The purpose of the research was to confirm assumptions and fill existing gaps in science literature about the impact of advertisements directed at children, according to Emond. The team decided to conduct a longitudinal, observational study of 624 preschoolers and conducted their research by having parents closely monitor what television channels their children watched and then record what cereals they gravitated toward.
Keith Drake, an instructor at The Dartmouth Institute who was involved in analyzing the data retrieved while he was a graduate student at Dartmouth, explained that the team looked at whether there was a correlation between exposure to advertising and consumption of cereal within a seven-day period and if earlier exposure affected future intake.
“It begs the question of how early kids are developing their preferences for cereal,” he said.
Their research confirms that there is a direct correlation between targeted advertising and children’s diets, meaning that children who watch more television advertisements for high-sugar cereal consume more of the product, according to Emond. She stressed that the team stayed “unbiased” while conducting these studies, and that they would have reported the results regardless of whether or not they found a correlation.
Emond explained that children were able to obtain the advertised high-sugar cereals through a phenomenon known as “pester power.”
“Especially around the holidays and birthdays, children will pester for products and toys they want,” Emond said. “Similarly, when kids see these advertisements for foods, it does shape what they want and what they request.”
Though child-directed food marketing is not regulated by the government, it is self-regulated by the Children’s Food and Beverage Advertising Initiative, which is managed by the Council of Better Businesses Bureau, Emond said. She said that all 10 cereal companies that the study examined had previously pledged not to target their advertising to children under the age of 6.
Linda Titus, an epidemiologist on the team, added that this promise seems to be an empty one because TV advertisements may be designed to catch children’s attention, regardless of whether companies say they are intentionally targeting a specific younger age group.
“[Children] are watching and are persuading their parents to buy high sugar breakfast cereals,” she said.
Emond believes that these companies are falsely advertising the nutritional quality of their products and that children are the most vulnerable to it. Cereal companies say they are promoting healthy products for kids, but Emond said that these cereals are still fairly high in sugar content, with 9-12 grams per serving.
“Children don’t have the mental and cognitive capacity to critically analyze content. They don’t know what an advertisement or persuasion is,” she said.
In order to begin shifting policy toward healthier food options, there has to be scientific evidence every step of the way, Emond explained.
“The science speaks for itself,” she said. “What happens is advocacy groups pick up on this data and then that helps them promote their policy changes.”
The study began in March of 2014 and ended in 2018 because the team’s National Institutes of Health grant ended. Emond hopes to renew the grant and look at how the children in the study will continue to be affected as they age.

++++

Reproduce the part of the cereal advertising study text starting at "Linda Titus, an" and ending at "younger age group.".

++++

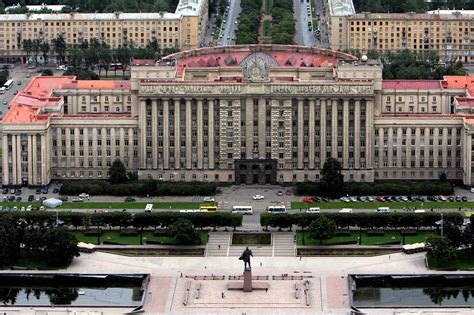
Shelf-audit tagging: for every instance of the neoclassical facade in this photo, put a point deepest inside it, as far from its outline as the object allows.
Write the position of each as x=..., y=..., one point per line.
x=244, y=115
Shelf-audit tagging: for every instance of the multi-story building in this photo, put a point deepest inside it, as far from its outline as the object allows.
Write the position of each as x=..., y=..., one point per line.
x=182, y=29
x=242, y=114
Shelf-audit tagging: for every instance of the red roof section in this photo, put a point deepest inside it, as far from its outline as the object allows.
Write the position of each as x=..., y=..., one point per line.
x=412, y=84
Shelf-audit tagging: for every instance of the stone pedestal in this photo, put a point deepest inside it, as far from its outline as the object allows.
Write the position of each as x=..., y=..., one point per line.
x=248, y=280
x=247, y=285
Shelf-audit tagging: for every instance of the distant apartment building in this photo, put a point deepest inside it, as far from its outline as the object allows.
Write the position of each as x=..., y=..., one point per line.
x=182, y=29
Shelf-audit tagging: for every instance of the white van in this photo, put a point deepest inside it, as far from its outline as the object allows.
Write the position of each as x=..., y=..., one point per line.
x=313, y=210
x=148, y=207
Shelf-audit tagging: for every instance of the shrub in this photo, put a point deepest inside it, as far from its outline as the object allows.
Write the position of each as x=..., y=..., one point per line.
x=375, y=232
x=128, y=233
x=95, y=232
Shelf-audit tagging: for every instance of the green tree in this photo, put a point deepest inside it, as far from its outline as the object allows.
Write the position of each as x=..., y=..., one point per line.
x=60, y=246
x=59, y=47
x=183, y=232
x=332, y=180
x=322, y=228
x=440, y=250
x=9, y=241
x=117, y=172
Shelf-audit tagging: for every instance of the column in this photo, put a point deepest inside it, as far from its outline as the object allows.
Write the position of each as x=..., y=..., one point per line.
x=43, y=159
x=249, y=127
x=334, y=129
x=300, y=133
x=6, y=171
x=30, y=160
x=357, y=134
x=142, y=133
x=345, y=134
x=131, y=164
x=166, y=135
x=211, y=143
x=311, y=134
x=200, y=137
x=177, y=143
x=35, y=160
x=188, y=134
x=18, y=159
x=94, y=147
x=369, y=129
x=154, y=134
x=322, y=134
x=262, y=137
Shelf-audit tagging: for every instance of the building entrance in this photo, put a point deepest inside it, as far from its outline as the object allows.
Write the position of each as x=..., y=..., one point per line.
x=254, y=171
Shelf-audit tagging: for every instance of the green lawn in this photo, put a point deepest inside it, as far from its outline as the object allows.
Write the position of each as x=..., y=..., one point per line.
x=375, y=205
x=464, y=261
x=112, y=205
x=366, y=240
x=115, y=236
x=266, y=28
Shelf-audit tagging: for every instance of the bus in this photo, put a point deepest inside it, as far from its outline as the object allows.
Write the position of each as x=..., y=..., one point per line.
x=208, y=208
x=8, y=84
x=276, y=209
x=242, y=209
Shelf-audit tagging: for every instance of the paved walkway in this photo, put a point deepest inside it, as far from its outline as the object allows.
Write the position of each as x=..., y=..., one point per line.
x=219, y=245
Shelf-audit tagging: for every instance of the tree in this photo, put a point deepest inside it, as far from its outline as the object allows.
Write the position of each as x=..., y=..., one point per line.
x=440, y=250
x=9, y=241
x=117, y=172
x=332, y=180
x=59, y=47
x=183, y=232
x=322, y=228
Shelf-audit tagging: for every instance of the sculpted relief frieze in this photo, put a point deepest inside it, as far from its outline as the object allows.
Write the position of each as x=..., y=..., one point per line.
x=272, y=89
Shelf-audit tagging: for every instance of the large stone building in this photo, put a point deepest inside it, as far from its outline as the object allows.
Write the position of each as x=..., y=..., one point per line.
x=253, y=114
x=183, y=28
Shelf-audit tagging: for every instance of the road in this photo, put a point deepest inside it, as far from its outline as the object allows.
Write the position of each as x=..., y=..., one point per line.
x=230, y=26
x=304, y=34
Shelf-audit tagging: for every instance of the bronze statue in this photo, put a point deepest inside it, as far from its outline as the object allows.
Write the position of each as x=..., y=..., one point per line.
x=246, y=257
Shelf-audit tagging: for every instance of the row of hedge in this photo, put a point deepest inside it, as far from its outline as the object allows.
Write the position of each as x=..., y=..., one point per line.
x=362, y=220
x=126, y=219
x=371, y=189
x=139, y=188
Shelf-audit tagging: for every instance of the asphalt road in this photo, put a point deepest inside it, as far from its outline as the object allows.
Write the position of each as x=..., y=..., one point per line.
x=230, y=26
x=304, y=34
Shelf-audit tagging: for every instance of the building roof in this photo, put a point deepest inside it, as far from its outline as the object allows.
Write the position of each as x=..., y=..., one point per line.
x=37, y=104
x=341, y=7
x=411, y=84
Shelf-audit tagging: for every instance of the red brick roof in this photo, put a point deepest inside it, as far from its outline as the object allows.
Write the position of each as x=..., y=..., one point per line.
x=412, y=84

++++

SOLVED PROBLEM
Linda Titus, an epidemiologist on the team, added that this promise seems to be an empty one because TV advertisements may be designed to catch children’s attention, regardless of whether companies say they are intentionally targeting a specific younger age group.